Select each line of the data below that contains the string "ship", and copy those lines. Matching is case-sensitive.
* Begin Material supplied *
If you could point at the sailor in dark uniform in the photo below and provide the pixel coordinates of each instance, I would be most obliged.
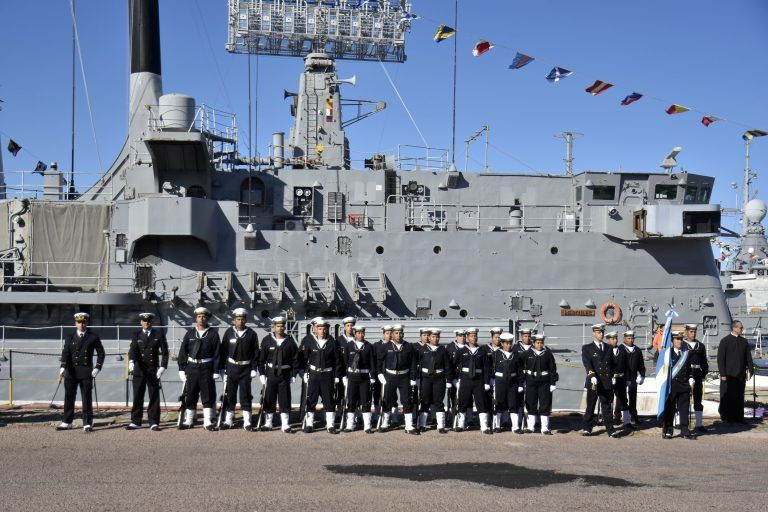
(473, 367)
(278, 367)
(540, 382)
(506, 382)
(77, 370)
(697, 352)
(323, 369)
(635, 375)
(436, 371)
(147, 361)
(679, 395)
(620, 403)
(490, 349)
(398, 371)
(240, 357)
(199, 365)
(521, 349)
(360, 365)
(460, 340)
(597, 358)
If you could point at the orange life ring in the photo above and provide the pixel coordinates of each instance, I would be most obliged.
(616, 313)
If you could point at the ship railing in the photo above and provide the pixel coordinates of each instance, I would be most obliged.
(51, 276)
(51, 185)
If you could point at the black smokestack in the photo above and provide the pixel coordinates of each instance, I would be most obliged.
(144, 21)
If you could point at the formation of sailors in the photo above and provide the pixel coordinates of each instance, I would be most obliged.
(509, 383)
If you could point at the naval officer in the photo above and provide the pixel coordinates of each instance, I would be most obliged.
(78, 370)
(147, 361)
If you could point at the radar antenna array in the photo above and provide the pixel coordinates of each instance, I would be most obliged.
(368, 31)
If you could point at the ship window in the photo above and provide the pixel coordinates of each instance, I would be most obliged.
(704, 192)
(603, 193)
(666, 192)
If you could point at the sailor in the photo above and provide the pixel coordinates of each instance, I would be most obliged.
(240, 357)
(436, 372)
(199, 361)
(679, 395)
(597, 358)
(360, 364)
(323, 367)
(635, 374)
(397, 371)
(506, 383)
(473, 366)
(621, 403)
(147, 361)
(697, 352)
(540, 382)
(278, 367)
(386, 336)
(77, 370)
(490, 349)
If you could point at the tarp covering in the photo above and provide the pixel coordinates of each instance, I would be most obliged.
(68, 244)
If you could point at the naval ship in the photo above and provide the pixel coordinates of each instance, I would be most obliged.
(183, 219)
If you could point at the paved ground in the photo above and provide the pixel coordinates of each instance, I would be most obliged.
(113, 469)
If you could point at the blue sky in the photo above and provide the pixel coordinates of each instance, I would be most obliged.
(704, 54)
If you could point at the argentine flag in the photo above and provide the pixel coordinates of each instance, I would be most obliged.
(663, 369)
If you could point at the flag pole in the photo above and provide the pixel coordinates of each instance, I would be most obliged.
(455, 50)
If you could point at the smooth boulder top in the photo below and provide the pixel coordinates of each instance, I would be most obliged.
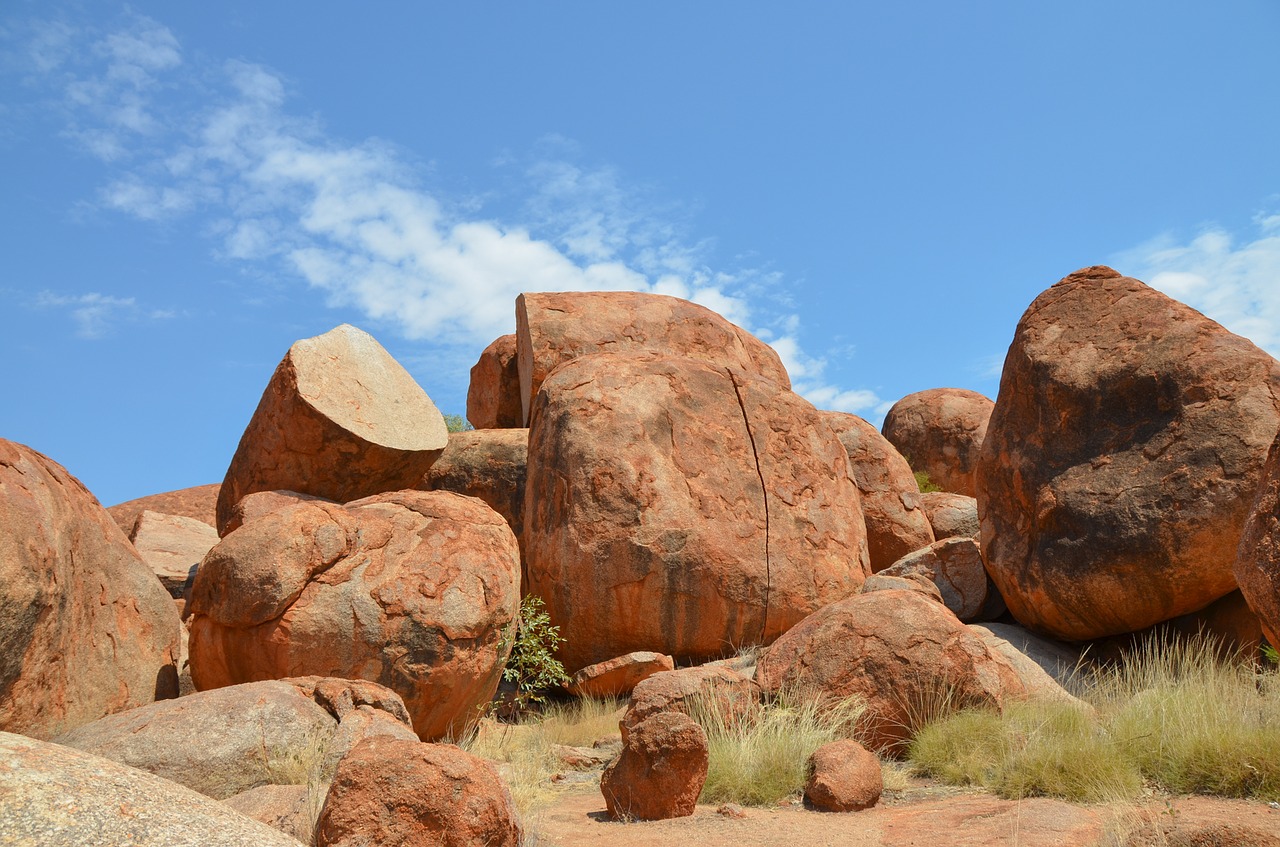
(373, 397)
* End Material supplied *
* Begin Material supplied *
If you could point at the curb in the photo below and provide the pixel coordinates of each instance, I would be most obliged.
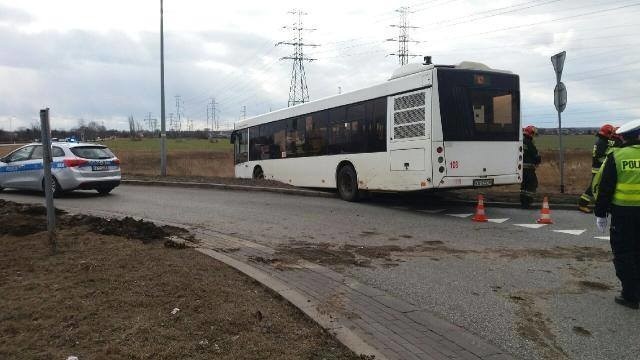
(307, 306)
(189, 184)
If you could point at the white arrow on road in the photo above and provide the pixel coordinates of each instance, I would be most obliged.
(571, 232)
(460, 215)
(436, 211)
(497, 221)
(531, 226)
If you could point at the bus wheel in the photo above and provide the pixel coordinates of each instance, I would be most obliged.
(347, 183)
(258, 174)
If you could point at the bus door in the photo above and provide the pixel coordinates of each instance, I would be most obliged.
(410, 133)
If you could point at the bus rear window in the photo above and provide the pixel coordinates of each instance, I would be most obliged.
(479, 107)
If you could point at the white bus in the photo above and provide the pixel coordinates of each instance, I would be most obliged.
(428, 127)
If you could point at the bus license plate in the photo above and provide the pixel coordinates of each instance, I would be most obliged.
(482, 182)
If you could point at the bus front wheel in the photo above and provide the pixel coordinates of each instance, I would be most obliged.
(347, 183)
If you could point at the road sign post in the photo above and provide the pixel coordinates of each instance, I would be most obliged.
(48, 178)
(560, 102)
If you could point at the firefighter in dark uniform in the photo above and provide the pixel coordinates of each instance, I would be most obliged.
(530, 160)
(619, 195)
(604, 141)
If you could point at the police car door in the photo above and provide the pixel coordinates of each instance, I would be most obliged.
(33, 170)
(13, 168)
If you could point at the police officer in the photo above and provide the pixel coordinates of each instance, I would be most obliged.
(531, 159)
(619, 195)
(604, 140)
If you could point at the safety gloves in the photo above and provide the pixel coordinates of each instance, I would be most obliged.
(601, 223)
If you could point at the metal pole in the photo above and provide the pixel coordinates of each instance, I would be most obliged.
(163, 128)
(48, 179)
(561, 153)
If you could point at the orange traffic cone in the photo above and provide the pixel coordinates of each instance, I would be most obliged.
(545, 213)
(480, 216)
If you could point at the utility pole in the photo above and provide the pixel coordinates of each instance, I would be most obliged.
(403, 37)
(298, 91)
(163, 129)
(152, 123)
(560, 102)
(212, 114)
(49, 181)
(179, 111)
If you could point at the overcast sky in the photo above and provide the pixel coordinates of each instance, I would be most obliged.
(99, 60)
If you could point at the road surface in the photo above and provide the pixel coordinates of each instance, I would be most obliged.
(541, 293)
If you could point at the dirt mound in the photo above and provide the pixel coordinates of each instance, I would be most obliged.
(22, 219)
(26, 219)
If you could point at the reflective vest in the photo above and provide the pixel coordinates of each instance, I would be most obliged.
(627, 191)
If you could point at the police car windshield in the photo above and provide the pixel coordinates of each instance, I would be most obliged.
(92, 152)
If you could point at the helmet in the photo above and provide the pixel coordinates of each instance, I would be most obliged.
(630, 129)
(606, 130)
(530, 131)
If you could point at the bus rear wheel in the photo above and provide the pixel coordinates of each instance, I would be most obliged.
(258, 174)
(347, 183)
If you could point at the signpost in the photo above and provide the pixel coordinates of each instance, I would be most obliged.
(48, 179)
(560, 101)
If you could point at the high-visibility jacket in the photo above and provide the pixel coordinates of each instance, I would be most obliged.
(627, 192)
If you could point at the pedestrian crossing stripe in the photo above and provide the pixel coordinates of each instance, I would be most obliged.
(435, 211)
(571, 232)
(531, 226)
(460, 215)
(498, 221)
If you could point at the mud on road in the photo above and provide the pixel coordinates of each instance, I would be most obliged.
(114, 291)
* End Material supplied *
# Output of the exercise
If you could point at the ship railing in the photo above and provide the pixel coordinates of each instance, I would be most obliged.
If you could point at the ship window in the photo above and provide the pixel coordinates of each instance, I would be most obliged.
If you could point at the naval ship in the photo above and provide the pixel coordinates of each instance, I would be most obliged.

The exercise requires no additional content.